══ Extracted entries ══

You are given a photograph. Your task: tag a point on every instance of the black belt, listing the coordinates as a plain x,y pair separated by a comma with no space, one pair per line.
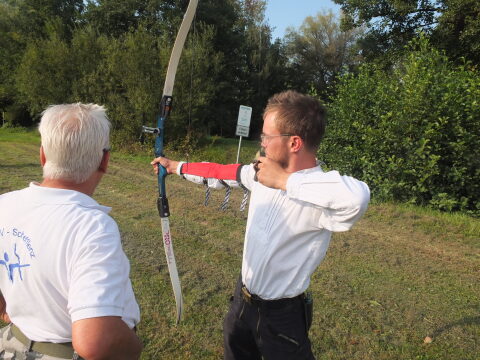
274,304
60,350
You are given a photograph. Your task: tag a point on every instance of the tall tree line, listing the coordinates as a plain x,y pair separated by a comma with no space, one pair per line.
116,53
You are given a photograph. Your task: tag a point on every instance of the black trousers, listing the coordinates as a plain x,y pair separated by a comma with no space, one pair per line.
274,330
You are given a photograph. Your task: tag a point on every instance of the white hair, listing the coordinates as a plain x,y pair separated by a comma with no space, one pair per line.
74,138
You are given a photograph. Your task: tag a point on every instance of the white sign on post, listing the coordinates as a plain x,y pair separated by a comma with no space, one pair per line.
243,124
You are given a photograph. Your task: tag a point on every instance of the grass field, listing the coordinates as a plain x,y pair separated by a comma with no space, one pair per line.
401,275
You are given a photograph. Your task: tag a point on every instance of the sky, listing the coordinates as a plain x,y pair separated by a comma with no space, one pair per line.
281,14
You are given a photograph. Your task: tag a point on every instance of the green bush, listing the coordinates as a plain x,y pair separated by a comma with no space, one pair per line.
412,133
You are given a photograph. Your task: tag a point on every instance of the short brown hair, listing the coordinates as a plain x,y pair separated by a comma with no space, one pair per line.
300,115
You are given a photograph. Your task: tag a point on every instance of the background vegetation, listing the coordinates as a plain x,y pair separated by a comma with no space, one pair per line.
401,285
400,79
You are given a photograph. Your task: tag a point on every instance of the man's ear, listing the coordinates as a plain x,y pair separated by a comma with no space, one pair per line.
296,143
104,163
43,159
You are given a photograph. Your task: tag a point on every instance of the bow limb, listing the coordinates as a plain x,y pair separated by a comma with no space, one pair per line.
165,108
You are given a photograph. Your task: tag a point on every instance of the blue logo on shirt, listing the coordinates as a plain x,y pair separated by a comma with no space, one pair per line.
11,266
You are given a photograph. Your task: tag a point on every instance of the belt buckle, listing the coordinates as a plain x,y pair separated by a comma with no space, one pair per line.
246,295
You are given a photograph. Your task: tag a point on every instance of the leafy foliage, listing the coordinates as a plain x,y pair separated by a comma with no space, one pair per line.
411,133
452,24
319,52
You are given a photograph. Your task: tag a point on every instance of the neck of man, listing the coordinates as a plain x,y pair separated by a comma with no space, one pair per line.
300,161
87,187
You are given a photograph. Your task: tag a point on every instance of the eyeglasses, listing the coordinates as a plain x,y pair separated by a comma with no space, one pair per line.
265,138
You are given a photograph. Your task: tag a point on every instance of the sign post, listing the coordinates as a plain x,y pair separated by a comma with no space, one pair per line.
243,124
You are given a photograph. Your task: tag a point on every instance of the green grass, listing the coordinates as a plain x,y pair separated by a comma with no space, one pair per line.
402,274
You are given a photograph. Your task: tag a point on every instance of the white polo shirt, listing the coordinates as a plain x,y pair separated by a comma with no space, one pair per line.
61,260
288,232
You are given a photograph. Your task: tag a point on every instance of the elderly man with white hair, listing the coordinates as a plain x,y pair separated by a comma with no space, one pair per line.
64,278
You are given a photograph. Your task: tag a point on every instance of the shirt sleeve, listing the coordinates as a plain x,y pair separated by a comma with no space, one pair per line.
343,199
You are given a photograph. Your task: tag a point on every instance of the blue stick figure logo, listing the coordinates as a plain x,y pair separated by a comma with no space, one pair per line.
12,266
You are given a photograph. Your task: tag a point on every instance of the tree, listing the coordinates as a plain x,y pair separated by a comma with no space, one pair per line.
454,25
320,51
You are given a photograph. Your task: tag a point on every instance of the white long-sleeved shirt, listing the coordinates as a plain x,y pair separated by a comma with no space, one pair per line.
288,232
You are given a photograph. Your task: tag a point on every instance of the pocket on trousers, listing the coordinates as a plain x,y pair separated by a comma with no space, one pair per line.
285,328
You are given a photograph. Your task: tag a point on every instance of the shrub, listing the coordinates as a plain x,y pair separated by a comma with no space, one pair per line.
412,133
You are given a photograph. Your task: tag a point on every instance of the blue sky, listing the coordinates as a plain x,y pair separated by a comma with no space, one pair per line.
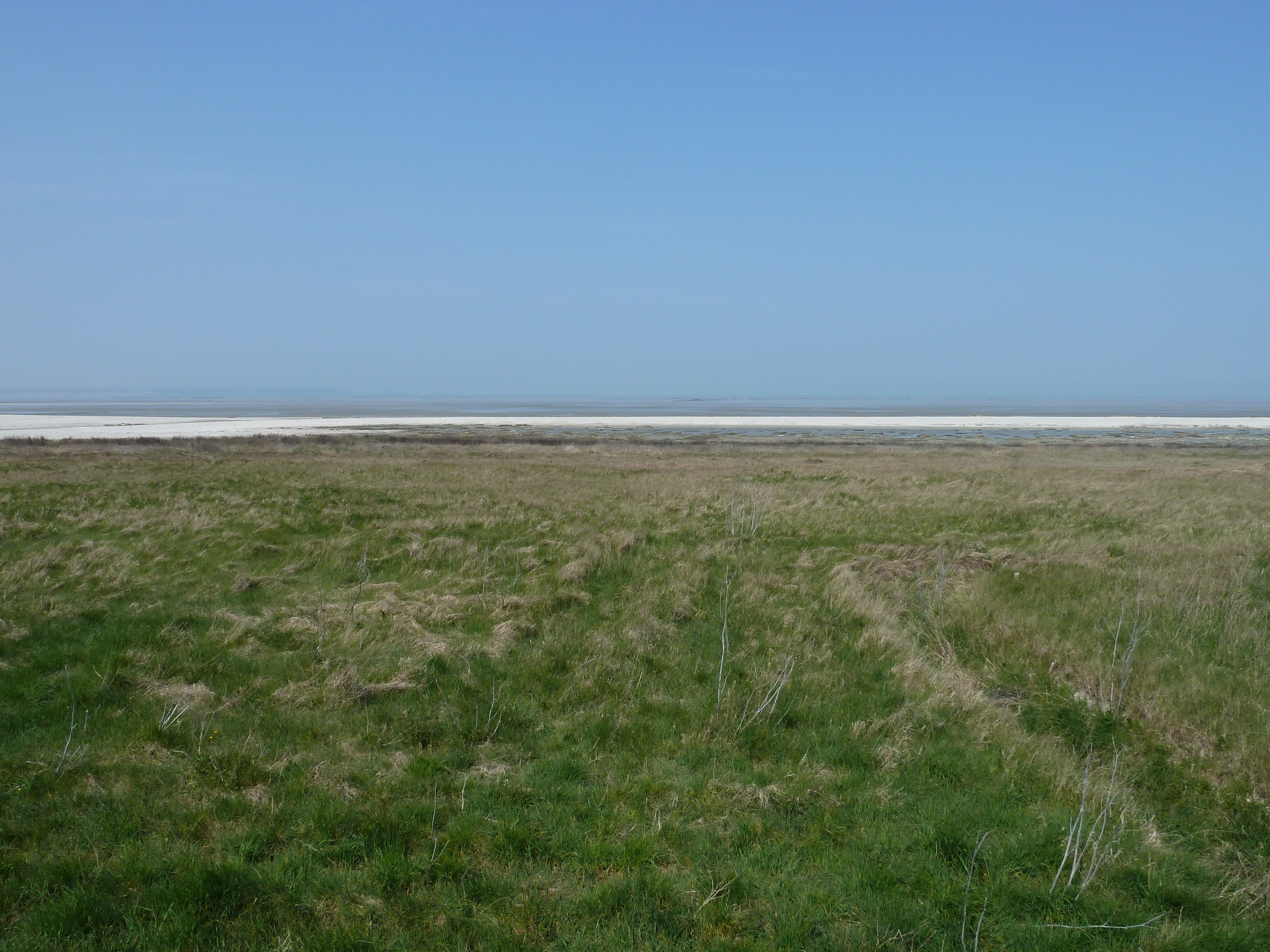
638,200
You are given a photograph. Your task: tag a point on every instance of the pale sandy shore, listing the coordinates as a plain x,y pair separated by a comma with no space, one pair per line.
68,427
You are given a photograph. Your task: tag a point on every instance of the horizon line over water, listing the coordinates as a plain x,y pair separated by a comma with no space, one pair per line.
566,408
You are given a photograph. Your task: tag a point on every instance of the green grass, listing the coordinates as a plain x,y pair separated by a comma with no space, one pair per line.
516,741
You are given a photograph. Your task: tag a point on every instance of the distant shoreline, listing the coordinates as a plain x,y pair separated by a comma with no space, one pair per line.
62,427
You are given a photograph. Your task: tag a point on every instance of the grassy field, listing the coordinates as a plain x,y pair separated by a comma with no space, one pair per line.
336,695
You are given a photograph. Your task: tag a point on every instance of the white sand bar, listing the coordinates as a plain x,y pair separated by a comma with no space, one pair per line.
59,427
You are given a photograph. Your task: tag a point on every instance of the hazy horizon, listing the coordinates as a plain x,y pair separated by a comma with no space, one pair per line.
973,204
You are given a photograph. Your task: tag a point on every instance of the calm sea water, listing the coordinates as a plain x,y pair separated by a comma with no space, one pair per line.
578,407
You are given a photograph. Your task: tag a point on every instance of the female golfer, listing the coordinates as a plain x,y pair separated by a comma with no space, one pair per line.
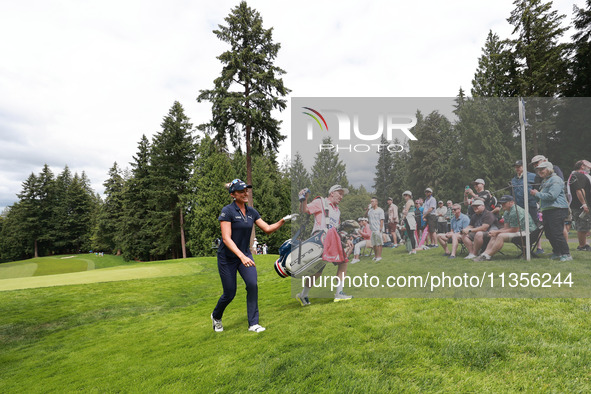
236,221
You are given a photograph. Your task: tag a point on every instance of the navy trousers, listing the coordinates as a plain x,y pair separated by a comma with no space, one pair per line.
227,271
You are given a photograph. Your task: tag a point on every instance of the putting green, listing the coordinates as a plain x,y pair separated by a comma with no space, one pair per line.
95,276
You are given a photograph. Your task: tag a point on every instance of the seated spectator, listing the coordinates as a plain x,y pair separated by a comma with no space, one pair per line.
459,221
364,241
514,226
475,235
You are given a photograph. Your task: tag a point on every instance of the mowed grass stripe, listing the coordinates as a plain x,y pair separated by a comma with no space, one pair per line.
103,275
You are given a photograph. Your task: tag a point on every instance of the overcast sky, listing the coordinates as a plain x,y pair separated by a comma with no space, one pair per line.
81,81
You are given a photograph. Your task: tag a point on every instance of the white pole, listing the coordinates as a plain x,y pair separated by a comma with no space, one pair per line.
522,121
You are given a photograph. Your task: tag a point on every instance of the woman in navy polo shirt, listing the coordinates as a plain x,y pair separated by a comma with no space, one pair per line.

═══

* [About this exercise]:
Without the pictures, copy out all the records above exactly.

* [Written solution]:
You are given a photograph. Your task: tag a point on every instance of the black belt, listing the coordinates as a plain x,y pair separated by a comma with no space, one pair per line.
274,304
60,350
You are given a photograph. Your task: tag a point on every instance of the tall tree line, listing the coordinates as a plain x,y pair separated by a comma with no space, one pair per line.
116,53
You are given a photograph. Your task: tag a point on every instance of the black trousers, listing the coordinates as a plain x,y pair separated by a comma with no space, one pair per line.
274,330
You are given a photograph. Your task: tag a point on every instance of the white hair, listing the coordinates as a plain x,y pair separated by a comma with no space, one pair per line.
74,138
You are given a photograph. Your task: tag a point on every instance of the white sign on post, listing the coordinates as a plain x,y pair separated by a comma with no space, one pair per line.
243,124
You are given a photograph. Your task: tag a point on every instance of the grass field, listing the coordinates as a plain x,y pair separated by a comma with no space, one pair per line.
401,275
You are given a photograph. Your task: tag a point on every instance of the sky, listing the coordinates as a plain x,y pair separated by a comma with no space, one pair per line.
281,14
You are given a photograph. Your task: tag a point on every instance of the green bush, listing the coordinates as a plain x,y pair separated by a comma with no space, one pair per line.
412,133
You are given a photograph. Your task: tag a point on every instance of the short brown hair, listing the coordinates as a plain x,y pair separated by a comma with no space, one pair per line.
300,115
You are given a photograph. Your task: tag a point on every instance of the background vegetation, listing the coordinates as a plain x,y pair separated by a comma with no space, one pair per line.
401,285
400,79
You are given a photograph. Your task: tag a point on every instance of the man's ear, listing the coordinates as a plain x,y pair separated by a comma with no space, one pair per line.
296,143
104,163
43,159
You are given a photograph. Your task: tag a point on every instance of the bow limb, listing the coordinates as a plain x,y pair separated by a comma with no space, one pair per line.
165,108
You are given a photograph. Your task: tag a point on every instance of the blue logo on shirt, listing the coordinates as a plain x,y pair separated by a comma with no space, one pair per line.
11,266
You are given a photograph. Your task: tag a point on every instance of the belt buckle, listing the coordinates as a plain x,y pair separated by a comma with no space, one pair per line.
246,295
You are given a photograph. Your task: tag a point on every instance of the leafy foliage, listing the coordinates as a plain x,y pair separated by a comma with no space, one pair per line.
411,133
452,24
319,52
You are given a photograph. Your task: tag a point on every instance of the neck of man, listing the coordinates as a plain x,y pair separated by a comma with no space, one pair per line.
300,161
87,187
You are given a photograph. Your task: tag a point on every instance of the eyeglasses, listing the coordinates as a plain x,y pair separated by a comma with no space, one pair per line.
265,138
You are given a photograph. Your task: tag a point on every instance of the sign post, listing the coordinates as a plain x,y pair separated by a comma with no space, one pair per line.
243,124
You are given a photograph. Your task: tag a point on every instance of the green grass, listing the coordinates as a plain x,y pair separated by a comma with no space, one pair per line.
402,274
You are given a photograph. Your task: tag a point on every instance of the white polo shirt, listing the coordinates as a plain x,y pair separated by a comma with no space, one pair per line.
61,260
288,232
You are given a photograph. Your task: tag a point on every instance of the elderly man with white hair, listing the coordinates as a plain x,y pair separated by a comma with no space, one pair per line.
64,278
You are given a photograph. Your task: tag a point on every instance of the shirt sleeve, listing the coordinates as a plain x,y pair separated by a comma with no space, one pair per line.
343,199
You are given a photograph. Your task: tag a point on every instance of the blue stick figure logo, listing the coordinates as a plain x,y pair separated by a comma with no space, one pair per line.
12,266
You are given a photograph. Your task: tag a point on every instance of the tree, listing the coordinates as a plain x,y pair separated by a comma with no space, one pair per line.
454,25
320,51
You are given a photograph. Your task: tag a point on every instance of the white long-sleeved shirt, listing the coordinates as a plain x,y pair separated by a comma with no space, one pair per line.
288,232
You are given a photograph. Your task: tag a point on every instance of the pocket on trousers, listing the coordinates as a plain x,y pair separated by a comma with no space, one pair per line.
285,328
You are given a photograph. Your task: tag a point on every instance of the shrub, listing the coordinates as a plain x,y pair separated by a comma with no space, one pair per line.
412,133
You are given a photograph. Your task: tag a point on every instance of the blue sky, listing the coordinates as a plain x,y pair separated by a comma with no space, one pair per line.
638,200
You are given a photograph. Your task: tag a point on every instance of the pale sandy shore, listing the coordinates as a plain x,y pair separated by a comma with no space, one pair per line.
68,427
You are given a photograph. Your task: tag a point on every instance of the horizon line over water, listing the coordinates as a plain x,y pair separated by a comma with no space, one pair per line.
566,408
You are given a photograph. Your task: tag a point on every instance of the green grass, listing the coordinates as a plain x,y pair separated by a comma with no space, one pair per line.
516,741
You are given a photograph. Your task: tag a point on every instance of the distant shoreline, listing the coordinates as a plain x,y pair separated by a comma with no space, one pair per line.
62,427
You are given a photograph. Your task: tag a point on every instance of the grassy field, listing the coordinates as a plain x,y pair separated by a comma with no space, one pair per line.
336,695
You are given a photograph. Your task: tag a point on every instance of the white sand bar, listing the coordinates as a plain x,y pair separated by a comma with no space, one pair per line.
59,427
You are given a photograph. Your task: tag a point on every instance of the hazy horizon, listing the coordinates as a plain x,y pair separated by a comma with no space, one pair per line.
973,204
You are given a photograph. Your task: tag a point on every instance of the calm sea water, listing the coordinates as a plain x,y pair separated by a comma with no space, one pair per line.
578,407
You are given a photograph. Your task: tag a point on every instance of the female golfer, listing the coordinates as a plain x,y pair separated by a comma with no space, one pair per line.
236,221
You are given a photograph. Your task: tag a point on every instance of the navy trousers, listing the coordinates as a plain x,y pair separated by a comma with no space, one pair per line.
227,271
You are given a photograph. Your task: tag a point on every instance of the putting green, listing the coordinates as a plain x,y pair separated by a comma with no space, one pair per line.
95,276
You are given a photograph. Your task: tag a point on every instance of the seated spectator, listing the coordinates as a plain x,y pair separated by a comma with no space, one pair per line.
459,221
364,241
514,226
475,235
You are given a photograph. Your task: tag a point on every instance of the mowed grass stripe, listing the coordinates as a plain x,y pair separated by a comma with no space, one pair per line.
103,275
You are given a photograph. Your task: tag a point on every instance of the overcast sky, listing the coordinates as a plain x,y pair separated by a comma with no space, one pair per line.
81,81
You are given a photograph. Your task: tag a point on every instance of the white pole, listing the coordinates as a plain x,y pair separated by a comma with no space, one pair per line.
522,121
You are given a photograph. Your task: tag a point on every instance of the woman in navy polo shirt, listing the coordinates as a plain x,y pair separated by a comma with no space, one pair per line.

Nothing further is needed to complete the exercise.